-- START OF Source extract --

Kerala Council of Churches
- Abbreviation: KCC
- Formation: 1940
- Type: NGO
- Purpose: Ecumenism
- Headquarters: Thiruvalla
- Location: Kerala;
- Region served: Kerala
- Membership: (2015)
- Official language: Malayalam
- Secretary General: Adv. Prakash P Thomas
- President: H. G. Alexios Mar Eusebius Church of South India
- Key people: Mr. Shibi Peter, Major Asha Justin, Dini Eldho;
- Parent organization: NCCI
- Subsidiaries: 15 churches and 21 organizations
- Affiliations: National Council of Churches in India
- Website: www.keralacouncilofchurches.org

= Kerala Council of Churches =

Kerala Council of Churches or KCC is a regional ecumenical organisation of the Protestant and Oriental Orthodox Churches in Kerala, India. KCC is an affiliate of the National Council of Churches in India. Its constitution states "The Kerala Council of Churches is autonomous and inter-confessional, comprising Churches in Kerala and Christian Organization". The jurisdiction of the council is also limited by the constitution to the state of Kerala.

-- END OF Source extract --

**Challenges:**
1 – Answer these questions from the text on the Kerala Council of Churches:
(a) In what year was the council formed?
(b) Where does the council have its headquarters?
(c) According to the text, what does the constitution limit the council's jurisdiction to?
2 – Change "autonomous" to "self-governing" in the text on the Kerala Council of Churches, and write out the part from "- Official language: Malayalam" up to and including "state of Kerala.".

-- START OF Information shown --

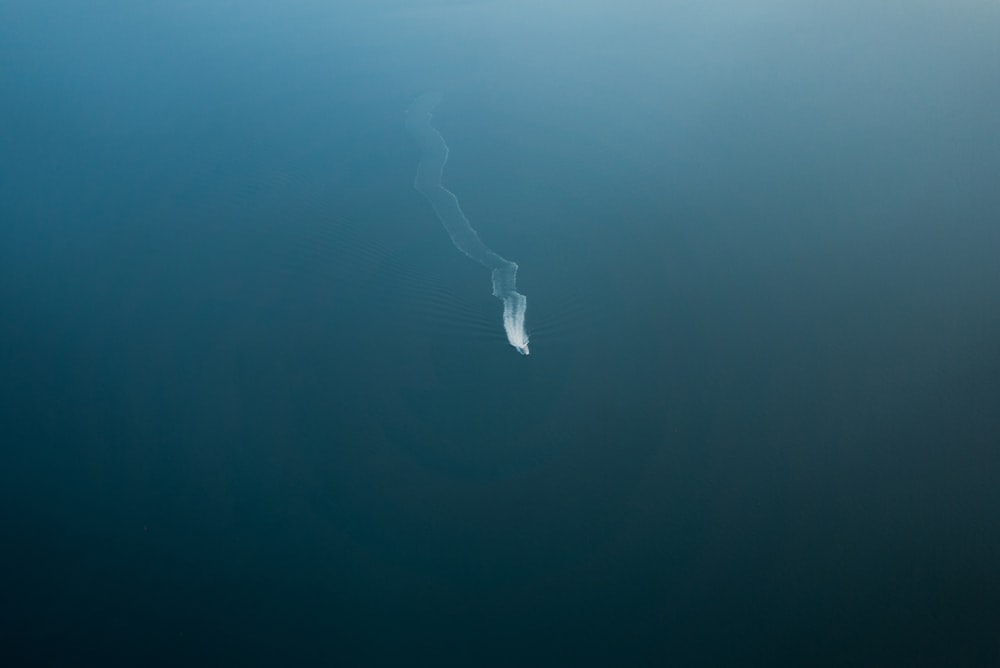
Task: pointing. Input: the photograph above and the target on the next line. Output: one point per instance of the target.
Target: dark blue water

-- END OF Information shown --

**Task answers:**
1 –
(a) 1940
(b) Thiruvalla
(c) The state of Kerala

2 –
- Official language: Malayalam
- Secretary General: Adv. Prakash P Thomas
- President: H. G. Alexios Mar Eusebius Church of South India
- Key people: Mr. Shibi Peter, Major Asha Justin, Dini Eldho;
- Parent organization: NCCI
- Subsidiaries: 15 churches and 21 organizations
- Affiliations: National Council of Churches in India
- Website: www.keralacouncilofchurches.org

= Kerala Council of Churches =

Kerala Council of Churches or KCC is a regional ecumenical organisation of the Protestant and Oriental Orthodox Churches in Kerala, India. KCC is an affiliate of the National Council of Churches in India. Its constitution states "The Kerala Council of Churches is self-governing and inter-confessional, comprising Churches in Kerala and Christian Organization". The jurisdiction of the council is also limited by the constitution to the state of Kerala.